**選んだ文章**
______________________________
五所川原 #立佞武多(たちねぷた)2013年作品『陰陽 梵珠北斗星』には古代史のビッグネームが続々登場(#阿部比羅夫 #坂上田村麻呂 #小野春風 #安倍晴明)征夷の鎮守府は北方交易で栄えた #津軽大里 の権益を守るため蝦夷の力を抑えるあらゆる努力を行ったようです
目次
- 陰陽 梵珠北斗星
- 飛鳥時代・阿部比羅夫(あべのひらふ)
- 平安時代・坂上田村麻呂(さかのうえのたむらまろ)
- 平安時代・小野春風
- 平安時代・安倍晴明
- 鎌倉時代・十三湊と安東氏
- 梵珠山(松倉神社と猿賀神社を繋ぐ正中ライン)
本文
【前回記事】
陰陽 梵珠北斗星
(40.770257654331594, 140.55197477903087)/青森県五所川原市前田野目鞠ノ沢48−2/林道に沿って駐車スペースあり
平安期、津軽の中心(正中)とされた梵珠山の松倉神社(津軽三十三観音霊場・二十五番札所)。
お札は山深い神社にお参りしなくても、人里に近い御朱印所でいただけます。
御朱印所に、梵珠山の伝承を題材にした五所川原 立佞武多(たちねぷた)・2013年作品『陰陽 梵珠北斗星』の説明書きが置かれていましたが、前回紹介した津軽の北斗七星のお話にからめて津軽古代史のビッグネームが次々に登場するたいへん面白い内容でした。
______________________________
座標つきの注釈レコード
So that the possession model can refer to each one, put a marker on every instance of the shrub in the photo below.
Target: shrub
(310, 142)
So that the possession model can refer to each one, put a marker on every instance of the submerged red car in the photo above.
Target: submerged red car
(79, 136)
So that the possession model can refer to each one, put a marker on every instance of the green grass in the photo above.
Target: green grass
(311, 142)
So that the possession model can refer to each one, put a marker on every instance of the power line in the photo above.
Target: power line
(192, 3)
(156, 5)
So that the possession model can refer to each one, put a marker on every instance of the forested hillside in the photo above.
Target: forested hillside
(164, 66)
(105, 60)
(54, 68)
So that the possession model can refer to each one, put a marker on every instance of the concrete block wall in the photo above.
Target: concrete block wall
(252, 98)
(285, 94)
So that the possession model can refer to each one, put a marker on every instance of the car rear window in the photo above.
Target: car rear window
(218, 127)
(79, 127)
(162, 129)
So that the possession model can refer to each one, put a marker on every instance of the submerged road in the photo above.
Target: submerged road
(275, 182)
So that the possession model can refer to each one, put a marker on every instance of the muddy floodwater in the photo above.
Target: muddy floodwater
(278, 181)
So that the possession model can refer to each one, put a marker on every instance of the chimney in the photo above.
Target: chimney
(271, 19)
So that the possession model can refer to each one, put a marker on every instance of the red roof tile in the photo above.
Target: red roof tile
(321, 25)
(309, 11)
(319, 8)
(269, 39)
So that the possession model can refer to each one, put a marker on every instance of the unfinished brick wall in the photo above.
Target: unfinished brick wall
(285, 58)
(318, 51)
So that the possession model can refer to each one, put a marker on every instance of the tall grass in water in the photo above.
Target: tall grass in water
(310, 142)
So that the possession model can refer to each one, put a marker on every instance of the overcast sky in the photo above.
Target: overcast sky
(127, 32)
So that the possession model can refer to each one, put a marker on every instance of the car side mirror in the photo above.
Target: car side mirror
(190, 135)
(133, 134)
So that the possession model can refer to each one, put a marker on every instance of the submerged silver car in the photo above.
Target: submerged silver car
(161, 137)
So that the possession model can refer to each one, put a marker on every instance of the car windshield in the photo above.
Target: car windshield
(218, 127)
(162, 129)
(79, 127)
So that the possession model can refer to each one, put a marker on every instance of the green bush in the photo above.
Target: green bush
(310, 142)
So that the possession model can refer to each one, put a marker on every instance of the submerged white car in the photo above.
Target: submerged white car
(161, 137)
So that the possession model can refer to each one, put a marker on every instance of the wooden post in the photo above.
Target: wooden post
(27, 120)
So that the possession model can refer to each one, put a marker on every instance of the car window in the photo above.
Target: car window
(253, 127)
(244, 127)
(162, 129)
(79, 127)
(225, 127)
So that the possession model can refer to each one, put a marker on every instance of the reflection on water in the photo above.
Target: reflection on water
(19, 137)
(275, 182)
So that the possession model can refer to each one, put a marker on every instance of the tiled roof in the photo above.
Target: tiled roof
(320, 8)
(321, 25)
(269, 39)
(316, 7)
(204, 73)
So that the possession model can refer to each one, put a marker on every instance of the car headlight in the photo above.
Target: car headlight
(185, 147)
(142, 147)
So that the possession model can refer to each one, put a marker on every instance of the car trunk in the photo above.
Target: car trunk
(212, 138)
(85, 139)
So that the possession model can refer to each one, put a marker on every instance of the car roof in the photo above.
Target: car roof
______________________________
**やること**
梵珠山の記事では、松倉神社は津軽三十三観音霊場の何番札所とされていますか。 レコードは使わなくてもかまいません。

**答えの例**
二十五番札所です。